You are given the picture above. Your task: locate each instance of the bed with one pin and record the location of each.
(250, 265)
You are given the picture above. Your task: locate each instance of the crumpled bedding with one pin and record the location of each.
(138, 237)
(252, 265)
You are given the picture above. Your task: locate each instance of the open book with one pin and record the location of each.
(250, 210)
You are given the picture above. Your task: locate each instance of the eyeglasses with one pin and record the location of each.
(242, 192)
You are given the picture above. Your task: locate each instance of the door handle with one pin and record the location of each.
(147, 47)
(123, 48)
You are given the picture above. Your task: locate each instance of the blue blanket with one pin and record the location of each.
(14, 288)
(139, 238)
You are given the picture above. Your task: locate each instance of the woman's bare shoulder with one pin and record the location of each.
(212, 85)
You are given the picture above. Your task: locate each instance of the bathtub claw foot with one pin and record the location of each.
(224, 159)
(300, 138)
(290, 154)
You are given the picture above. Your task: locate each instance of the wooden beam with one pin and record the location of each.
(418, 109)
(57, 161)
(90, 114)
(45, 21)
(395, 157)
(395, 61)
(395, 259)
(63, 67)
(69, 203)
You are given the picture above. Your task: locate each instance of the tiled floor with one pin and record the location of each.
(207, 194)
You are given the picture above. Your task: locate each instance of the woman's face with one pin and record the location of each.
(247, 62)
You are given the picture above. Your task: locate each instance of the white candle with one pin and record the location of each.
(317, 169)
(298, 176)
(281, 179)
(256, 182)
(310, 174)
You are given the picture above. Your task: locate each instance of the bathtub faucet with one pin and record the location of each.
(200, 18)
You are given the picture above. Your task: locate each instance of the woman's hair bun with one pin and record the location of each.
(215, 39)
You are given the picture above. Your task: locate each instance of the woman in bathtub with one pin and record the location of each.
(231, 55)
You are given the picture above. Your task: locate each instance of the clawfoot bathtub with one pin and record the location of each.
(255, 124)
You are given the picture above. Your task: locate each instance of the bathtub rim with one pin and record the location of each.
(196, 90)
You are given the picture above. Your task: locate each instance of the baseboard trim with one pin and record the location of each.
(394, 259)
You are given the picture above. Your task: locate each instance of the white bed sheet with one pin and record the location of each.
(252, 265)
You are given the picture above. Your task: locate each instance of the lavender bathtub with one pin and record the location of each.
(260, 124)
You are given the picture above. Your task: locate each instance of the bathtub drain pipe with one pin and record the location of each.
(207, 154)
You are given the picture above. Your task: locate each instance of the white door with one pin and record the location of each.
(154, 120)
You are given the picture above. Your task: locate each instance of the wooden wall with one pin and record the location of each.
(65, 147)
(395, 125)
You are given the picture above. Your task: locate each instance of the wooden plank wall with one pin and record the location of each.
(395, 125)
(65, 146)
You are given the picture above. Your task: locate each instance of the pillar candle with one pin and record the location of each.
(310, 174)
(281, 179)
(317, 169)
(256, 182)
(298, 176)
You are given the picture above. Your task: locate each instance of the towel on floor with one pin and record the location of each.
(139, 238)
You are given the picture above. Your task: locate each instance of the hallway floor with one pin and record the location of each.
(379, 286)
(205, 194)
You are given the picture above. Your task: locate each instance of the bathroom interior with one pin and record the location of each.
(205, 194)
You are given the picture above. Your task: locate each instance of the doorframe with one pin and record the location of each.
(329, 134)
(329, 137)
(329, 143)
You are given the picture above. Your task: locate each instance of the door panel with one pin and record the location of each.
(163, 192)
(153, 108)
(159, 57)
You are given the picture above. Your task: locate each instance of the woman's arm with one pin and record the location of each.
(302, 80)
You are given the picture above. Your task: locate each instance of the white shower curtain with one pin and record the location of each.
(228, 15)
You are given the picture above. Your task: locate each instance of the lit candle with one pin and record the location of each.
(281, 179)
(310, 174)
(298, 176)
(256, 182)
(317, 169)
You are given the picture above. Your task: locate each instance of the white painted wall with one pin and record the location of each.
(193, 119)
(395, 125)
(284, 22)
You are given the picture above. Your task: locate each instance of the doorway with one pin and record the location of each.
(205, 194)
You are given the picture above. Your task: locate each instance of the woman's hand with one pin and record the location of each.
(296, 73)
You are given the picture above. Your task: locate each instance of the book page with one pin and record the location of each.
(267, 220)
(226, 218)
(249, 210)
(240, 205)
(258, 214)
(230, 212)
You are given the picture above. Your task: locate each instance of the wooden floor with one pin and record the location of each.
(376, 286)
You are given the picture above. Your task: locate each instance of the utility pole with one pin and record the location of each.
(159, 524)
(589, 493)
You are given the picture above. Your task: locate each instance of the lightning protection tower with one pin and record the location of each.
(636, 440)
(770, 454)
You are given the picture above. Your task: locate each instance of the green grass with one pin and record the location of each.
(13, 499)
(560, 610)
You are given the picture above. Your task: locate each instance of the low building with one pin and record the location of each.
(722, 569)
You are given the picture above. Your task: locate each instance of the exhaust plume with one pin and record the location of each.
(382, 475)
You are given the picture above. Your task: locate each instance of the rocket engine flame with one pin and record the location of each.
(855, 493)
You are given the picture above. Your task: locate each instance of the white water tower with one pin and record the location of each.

## DESCRIPTION OF THE TASK
Print every entry exactly as it appears.

## COMPLETE OUTPUT
You are given the picture above. Your task: locate each instance of the bed with one pin and record the location of each.
(250, 265)
You are given the picture above. Your task: locate each instance of the crumpled bedding with one pin and record the location of each.
(138, 237)
(252, 265)
You are given the picture above. Your task: locate each instance of the open book with one pin and record the location of each.
(250, 210)
You are given the picture above. Your task: locate each instance of the eyeglasses with one pin and record the location of each.
(242, 192)
You are given the picture above. Your task: locate each instance of the door handle with one pin and record the location of each.
(147, 47)
(123, 48)
You are given the picture above. Your task: locate each instance of the blue blanket with one pin and record the location of each.
(14, 288)
(139, 238)
You are given the picture above. Your task: locate each instance of the woman's bare shoulder with one pin and record the location of each.
(212, 85)
You are given the picture above. Your task: locate each instance of the bathtub claw foot with one pin and record the location of each.
(224, 159)
(300, 138)
(290, 154)
You are given the picture above. Your task: locate each instance of the wooden beam with one pin and record the location of each.
(418, 109)
(57, 161)
(90, 114)
(45, 21)
(395, 157)
(395, 61)
(395, 259)
(63, 67)
(69, 203)
You are given the picture above. Your task: locate each instance of the tiled floor with one pin and record the location of each.
(207, 194)
You are given the picture above. Your task: locate each instance of the woman's face with one pin and record the location of each.
(247, 62)
You are given the picture above. Your task: locate each instance of the white candle with one pin and record the location of each.
(317, 169)
(298, 176)
(281, 179)
(256, 182)
(310, 174)
You are given the picture above. Your task: locate each instance of the bathtub faucet with one pin and record the location of each.
(200, 18)
You are given the picture above. Your task: locate each instance of the woman's hair bun with one pin and record the location of each.
(215, 39)
You are given the picture above. Your task: locate each instance of the woman in bathtub with one pin and record the location of each.
(231, 55)
You are given the picture above. Your task: locate each instance of the clawfoot bathtub with one pin and record the location of each.
(255, 124)
You are given the picture above. Your task: locate each instance of the bathtub rim with one pin and record the location of each.
(196, 90)
You are given the picture above. Your task: locate each instance of the baseboard trim with one pin and record the location of each.
(394, 259)
You are given the picture above. Your task: locate each instance of the white bed sheet with one pin and record the location of each.
(252, 265)
You are given the picture above. Your task: locate each instance of the lavender bathtub with one pin and record the location of each.
(260, 124)
You are given the picture above. Your task: locate each instance of the bathtub drain pipe with one pin and record the location of each.
(207, 154)
You are given the picture above. Your task: locate each instance of the white door with one pin and record the location of each.
(154, 120)
You are given the picture above. Your task: locate each instance of the wooden wall with one pin and record the location of each.
(65, 147)
(395, 125)
You are given the picture above. Your task: locate each instance of the wooden plank wall with one pin and record the location of each.
(395, 125)
(65, 146)
You are given the picture above. Your task: locate each instance of the pillar candle with one pin and record the location of each.
(310, 174)
(281, 179)
(317, 169)
(256, 182)
(298, 176)
You are given the picture above. Your task: locate each instance of the towel on floor with one pin and record the location of each.
(139, 238)
You are given the picture above. Your task: locate each instance of the hallway floor with one pin and record the location of each.
(379, 286)
(205, 194)
You are given the picture above. Your task: locate each instance of the bathroom interior with one pin and record the location of each.
(205, 194)
You are given the picture above. Your task: locate each instance of the doorframe with one pin and record the location of each.
(329, 134)
(329, 137)
(329, 143)
You are given the picture above. Your task: locate each instance of the door panel with one pin and record the location of each.
(163, 192)
(153, 108)
(159, 57)
You are given the picture above. Your task: locate each instance of the woman's arm with one pin and record the location of each.
(302, 80)
You are given the picture above. Your task: locate each instance of the white shower curtain with one pin and record the location of each.
(228, 15)
You are given the picture above. Your task: locate each instance of the lit candle with one pin and record the location of each.
(281, 179)
(310, 174)
(298, 176)
(256, 182)
(317, 169)
You are given the picture above. Your task: locate each instance of the white painted wall with one pin and record the location of each.
(193, 119)
(395, 125)
(284, 22)
You are given the picture above. Your task: locate each instance of the doorway with one pin and record the location of each.
(205, 194)
You are given the picture above. Your task: locate each instance of the woman's hand with one pin and record the location of each.
(296, 73)
You are given the picture above. Your task: locate each instance of the book page with one pin and record the location of each.
(267, 220)
(226, 218)
(249, 210)
(240, 205)
(258, 214)
(230, 212)
You are given the picture above. Your task: locate each instance of the wooden floor with one pin and record the location of each.
(376, 286)
You are given the picture above. Your task: locate each instance of the utility pole with one pin and record the location of each.
(159, 524)
(589, 493)
You are given the picture above. Your task: locate each instance of the lightning protection tower with one pin and record the location of each.
(636, 440)
(770, 454)
You are given the picture above. Your task: locate each instance of the green grass with one pin and record the location of each.
(13, 499)
(560, 610)
You are given the picture above. Your task: locate each instance of the low building with one pin and record the location of each.
(722, 569)
You are given the picture above. Your task: locate each instance of the exhaust plume with one pin and record the location of each.
(382, 475)
You are given the picture above. Your task: locate each instance of the rocket engine flame with one pin and record the location of each.
(855, 493)
You are given the picture above. Your task: locate each instance of the white water tower with one pin and record the location of each.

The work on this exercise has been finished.